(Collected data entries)
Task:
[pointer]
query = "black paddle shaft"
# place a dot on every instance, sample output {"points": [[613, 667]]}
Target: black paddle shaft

▸ Exercise directions
Take the material above and return all of it exactly.

▸ Result of this exercise
Task:
[pointer]
query = "black paddle shaft"
# place a dot on every instance, sample output {"points": [[613, 667]]}
Target: black paddle shaft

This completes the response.